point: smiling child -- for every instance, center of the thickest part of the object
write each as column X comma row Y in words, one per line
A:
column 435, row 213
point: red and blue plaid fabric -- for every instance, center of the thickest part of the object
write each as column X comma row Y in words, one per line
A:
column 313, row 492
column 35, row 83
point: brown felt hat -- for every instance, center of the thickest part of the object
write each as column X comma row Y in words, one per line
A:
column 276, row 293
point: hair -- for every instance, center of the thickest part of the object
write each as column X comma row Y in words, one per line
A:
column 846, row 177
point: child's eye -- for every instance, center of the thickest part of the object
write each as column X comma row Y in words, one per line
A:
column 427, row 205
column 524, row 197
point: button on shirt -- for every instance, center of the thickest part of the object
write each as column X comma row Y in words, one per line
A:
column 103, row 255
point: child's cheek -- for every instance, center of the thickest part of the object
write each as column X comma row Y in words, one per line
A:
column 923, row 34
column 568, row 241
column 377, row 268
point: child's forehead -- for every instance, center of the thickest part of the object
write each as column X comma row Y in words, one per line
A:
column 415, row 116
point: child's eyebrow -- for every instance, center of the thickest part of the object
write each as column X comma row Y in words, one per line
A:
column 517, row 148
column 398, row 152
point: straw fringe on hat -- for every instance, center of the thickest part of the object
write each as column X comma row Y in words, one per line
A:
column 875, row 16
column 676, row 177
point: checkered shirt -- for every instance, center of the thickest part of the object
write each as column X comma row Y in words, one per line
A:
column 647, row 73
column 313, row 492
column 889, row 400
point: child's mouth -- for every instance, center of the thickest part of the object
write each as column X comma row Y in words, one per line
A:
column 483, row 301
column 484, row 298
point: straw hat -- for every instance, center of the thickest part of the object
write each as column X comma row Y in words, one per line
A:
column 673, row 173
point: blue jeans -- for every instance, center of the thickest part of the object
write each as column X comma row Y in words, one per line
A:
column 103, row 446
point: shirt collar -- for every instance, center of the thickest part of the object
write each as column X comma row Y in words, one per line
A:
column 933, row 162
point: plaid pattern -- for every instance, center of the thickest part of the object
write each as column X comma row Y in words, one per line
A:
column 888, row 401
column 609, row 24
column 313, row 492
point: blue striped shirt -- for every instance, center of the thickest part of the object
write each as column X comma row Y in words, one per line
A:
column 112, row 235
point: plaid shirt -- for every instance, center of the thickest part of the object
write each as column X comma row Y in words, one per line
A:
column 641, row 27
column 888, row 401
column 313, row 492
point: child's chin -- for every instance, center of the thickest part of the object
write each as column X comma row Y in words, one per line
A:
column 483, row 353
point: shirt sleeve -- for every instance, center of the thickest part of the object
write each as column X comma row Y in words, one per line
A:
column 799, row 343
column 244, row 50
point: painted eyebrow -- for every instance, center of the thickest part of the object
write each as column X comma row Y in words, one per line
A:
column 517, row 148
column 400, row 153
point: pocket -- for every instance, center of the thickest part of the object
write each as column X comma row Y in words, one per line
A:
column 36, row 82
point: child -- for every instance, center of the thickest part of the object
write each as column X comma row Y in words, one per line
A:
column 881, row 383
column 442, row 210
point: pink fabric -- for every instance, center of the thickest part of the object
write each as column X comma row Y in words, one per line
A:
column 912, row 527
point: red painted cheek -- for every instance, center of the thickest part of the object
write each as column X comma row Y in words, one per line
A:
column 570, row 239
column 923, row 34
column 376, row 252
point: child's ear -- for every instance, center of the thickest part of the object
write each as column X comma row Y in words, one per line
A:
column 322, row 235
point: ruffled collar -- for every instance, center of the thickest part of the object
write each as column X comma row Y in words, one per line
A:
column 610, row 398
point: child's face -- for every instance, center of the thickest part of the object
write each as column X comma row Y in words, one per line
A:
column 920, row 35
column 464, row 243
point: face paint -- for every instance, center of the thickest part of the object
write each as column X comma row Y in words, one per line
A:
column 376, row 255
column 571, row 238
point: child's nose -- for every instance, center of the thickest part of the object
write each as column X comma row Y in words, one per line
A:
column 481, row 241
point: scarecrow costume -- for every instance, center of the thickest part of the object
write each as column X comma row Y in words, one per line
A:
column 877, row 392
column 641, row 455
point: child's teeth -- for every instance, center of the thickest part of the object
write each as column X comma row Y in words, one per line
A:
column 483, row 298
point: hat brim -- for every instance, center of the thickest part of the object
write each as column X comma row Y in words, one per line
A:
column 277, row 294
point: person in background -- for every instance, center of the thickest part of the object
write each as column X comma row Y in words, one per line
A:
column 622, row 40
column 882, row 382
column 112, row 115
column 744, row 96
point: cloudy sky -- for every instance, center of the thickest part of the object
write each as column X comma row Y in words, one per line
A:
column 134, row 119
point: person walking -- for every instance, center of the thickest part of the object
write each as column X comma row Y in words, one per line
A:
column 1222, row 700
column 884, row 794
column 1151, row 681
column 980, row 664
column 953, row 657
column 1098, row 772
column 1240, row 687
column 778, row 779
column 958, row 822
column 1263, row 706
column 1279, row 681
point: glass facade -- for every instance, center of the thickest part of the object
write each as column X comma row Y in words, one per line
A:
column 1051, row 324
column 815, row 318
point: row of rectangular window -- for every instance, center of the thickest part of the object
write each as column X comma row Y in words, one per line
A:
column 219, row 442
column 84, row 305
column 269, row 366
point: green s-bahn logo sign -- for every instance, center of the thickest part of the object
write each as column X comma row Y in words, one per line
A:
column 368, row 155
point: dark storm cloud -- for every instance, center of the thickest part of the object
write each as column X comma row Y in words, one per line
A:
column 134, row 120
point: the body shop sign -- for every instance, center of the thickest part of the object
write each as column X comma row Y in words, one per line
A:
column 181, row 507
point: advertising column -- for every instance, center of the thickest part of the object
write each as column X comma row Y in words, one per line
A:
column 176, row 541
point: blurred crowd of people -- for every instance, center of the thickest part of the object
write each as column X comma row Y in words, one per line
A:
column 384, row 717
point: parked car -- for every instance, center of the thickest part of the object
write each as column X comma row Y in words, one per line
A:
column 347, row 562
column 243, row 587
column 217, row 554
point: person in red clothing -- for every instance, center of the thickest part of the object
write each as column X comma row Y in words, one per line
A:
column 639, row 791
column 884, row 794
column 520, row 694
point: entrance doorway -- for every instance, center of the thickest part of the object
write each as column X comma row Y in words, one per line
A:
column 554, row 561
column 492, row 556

========

**EXERCISE DIRECTIONS**
Only one number is expected: the count of lines above that contain the string "painted".

**PROBLEM SOLUTION**
2